**TEXT PASSAGE**.
#####

Tuesday, June 15, 2010
Are the political dynasties, Source of corruption in the Philippines?
The Philippine will have new president on July 1. He wants to be called P-Noy (short for President Noy-Noy Aquino). Currently, the talk about graft and corruption has somewhat stopped. P-Noy has reiterated that ending corruption in the Philippines is one of the top priorities of his administration. But will he ever be successful in his goal? No one in the Philippines could end the rule of the political dynasties except the masses and the voters. Here's a short article about political dynasties in the Philippines, I found interesting as I was surfing in the web recently.
"For generations, political dynasties have dominated politics and governance in the Philippines. They are prominent and moneyed clans, like that of President Gloria Macapagal Arroyo, whose father was also president and whose son is a congressman.
Experts say that dominance of Philippine politics by such dynasties has grown more pervasive in recent years.
There are an estimated 250 political families nationwide, with at least one in every province, occupying positions in all levels of the bureaucracy, according to the Center for People Empowerment in Governance, a nonprofit group that advocates more grassroots participation in politics. Of the 265 members of Congress, 160 belong to these clans, the group says.
"These are the same families who belong to the country's economic elite, some of them acting as rule makers or patrons of politicians who conspire together to amass greater economic power," said Bobby Tuazon, director of the center.
Analysts say members of the dynasties have developed a sense of entitlement regarding public positions, while many ordinary Filipinos accept the arrangement as inevitable, which makes it difficult to change the situation.
Political dynasties were an offshoot of the country's colonial experience, in which the Filipino elite was nurtured by Spanish and American colonizers. Even after the country gained independence, in 1946, the largely feudal system persisted, as landed Filipino families sought to protect their interests by occupying public offices.

#####

**GOALS**.
(1) Translate this sentence from the post on Philippine political dynasties into Spanish: "Experts say that dominance of Philippine politics by such dynasties has grown more pervasive in recent years."
(2) From the post on Philippine political dynasties, set down word for word the part that opens with the words containing "There are an" and closes with "the group says.".
(3) According to the post on Philippine political dynasties, how many of the 265 members of Congress belong to political clans?
The data after this point was drawn from a separate source.

#####

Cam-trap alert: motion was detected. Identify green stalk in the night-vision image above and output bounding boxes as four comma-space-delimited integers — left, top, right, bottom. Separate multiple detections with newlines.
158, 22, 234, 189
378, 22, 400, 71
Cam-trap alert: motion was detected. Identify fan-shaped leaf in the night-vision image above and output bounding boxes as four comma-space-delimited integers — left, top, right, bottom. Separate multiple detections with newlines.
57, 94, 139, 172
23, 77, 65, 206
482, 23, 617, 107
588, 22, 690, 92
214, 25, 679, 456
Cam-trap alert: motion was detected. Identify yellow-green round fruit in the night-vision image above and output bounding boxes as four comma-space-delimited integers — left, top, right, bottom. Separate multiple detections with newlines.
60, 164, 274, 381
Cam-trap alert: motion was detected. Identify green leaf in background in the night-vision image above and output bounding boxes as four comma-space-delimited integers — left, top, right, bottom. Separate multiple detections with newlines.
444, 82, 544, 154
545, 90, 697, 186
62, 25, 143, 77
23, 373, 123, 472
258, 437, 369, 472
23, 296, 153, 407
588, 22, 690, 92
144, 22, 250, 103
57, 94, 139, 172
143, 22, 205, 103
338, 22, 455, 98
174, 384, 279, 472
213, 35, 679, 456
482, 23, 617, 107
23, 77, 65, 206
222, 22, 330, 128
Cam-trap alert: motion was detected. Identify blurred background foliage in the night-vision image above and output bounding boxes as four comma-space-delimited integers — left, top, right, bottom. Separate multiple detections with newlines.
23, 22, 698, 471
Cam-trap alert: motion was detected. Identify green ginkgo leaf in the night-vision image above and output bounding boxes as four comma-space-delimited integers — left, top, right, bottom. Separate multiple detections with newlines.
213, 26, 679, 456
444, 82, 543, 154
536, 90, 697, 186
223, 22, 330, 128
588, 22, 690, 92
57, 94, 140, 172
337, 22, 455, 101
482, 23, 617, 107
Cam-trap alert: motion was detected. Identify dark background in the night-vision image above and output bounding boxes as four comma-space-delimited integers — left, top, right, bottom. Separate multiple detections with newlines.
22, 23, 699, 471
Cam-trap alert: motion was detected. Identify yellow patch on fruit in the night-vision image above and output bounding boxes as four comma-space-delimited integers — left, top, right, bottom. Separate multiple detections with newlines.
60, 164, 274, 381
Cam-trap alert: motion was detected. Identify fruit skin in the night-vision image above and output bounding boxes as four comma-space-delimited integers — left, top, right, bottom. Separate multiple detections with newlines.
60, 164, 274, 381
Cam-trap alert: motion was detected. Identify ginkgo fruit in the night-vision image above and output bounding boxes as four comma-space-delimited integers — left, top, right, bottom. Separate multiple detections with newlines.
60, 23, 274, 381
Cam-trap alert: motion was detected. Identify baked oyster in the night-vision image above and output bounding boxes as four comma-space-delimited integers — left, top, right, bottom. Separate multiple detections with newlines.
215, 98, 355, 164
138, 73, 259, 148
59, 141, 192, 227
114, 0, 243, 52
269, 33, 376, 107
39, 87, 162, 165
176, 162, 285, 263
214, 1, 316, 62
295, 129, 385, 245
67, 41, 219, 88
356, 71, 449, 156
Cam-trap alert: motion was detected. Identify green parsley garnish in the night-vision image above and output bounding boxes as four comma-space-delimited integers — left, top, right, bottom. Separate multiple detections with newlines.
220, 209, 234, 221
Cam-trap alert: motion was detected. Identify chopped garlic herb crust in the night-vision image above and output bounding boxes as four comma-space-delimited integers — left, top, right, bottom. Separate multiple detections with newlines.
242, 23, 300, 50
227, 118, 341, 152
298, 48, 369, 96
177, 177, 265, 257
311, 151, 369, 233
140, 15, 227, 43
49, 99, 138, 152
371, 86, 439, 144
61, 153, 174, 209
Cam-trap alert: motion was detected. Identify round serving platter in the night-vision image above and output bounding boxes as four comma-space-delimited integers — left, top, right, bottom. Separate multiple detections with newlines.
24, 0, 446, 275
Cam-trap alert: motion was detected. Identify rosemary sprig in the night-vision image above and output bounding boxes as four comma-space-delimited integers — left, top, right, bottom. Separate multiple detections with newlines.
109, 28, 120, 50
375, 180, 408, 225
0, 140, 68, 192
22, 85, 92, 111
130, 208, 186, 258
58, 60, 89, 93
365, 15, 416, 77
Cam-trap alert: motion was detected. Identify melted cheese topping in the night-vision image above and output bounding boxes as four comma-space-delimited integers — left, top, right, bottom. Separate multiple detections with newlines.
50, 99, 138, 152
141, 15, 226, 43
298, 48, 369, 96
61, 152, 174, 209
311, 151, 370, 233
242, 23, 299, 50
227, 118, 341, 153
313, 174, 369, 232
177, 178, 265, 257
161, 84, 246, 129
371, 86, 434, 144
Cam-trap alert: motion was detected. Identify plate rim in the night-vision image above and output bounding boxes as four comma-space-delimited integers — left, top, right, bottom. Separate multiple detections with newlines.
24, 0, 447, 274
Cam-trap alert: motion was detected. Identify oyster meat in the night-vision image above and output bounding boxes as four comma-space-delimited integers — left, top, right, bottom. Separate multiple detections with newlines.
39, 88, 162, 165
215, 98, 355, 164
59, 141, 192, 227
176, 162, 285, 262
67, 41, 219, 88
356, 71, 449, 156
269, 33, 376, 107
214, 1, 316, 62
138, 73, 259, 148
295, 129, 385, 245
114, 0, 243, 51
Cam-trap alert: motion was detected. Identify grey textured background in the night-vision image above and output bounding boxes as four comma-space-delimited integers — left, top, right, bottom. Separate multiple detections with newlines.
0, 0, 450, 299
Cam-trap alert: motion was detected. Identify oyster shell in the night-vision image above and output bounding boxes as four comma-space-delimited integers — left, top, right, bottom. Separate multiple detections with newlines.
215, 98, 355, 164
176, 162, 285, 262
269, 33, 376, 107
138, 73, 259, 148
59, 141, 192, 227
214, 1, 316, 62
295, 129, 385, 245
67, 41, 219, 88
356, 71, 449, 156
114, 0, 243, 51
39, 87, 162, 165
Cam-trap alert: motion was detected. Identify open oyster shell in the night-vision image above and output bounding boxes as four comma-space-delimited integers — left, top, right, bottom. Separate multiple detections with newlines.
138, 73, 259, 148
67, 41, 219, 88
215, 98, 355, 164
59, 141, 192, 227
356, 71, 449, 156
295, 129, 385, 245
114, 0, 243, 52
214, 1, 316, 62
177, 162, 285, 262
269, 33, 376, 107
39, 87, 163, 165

#####

**WORKED ANSWERS**.
(1) Los expertos dicen que el dominio de la política filipina por parte de tales dinastías se ha vuelto más generalizado en los últimos años.

(2)
There are an estimated 250 political families nationwide, with at least one in every province, occupying positions in all levels of the bureaucracy, according to the Center for People Empowerment in Governance, a nonprofit group that advocates more grassroots participation in politics. Of the 265 members of Congress, 160 belong to these clans, the group says.

(3) 160 of them, according to the Center for People Empowerment in Governance.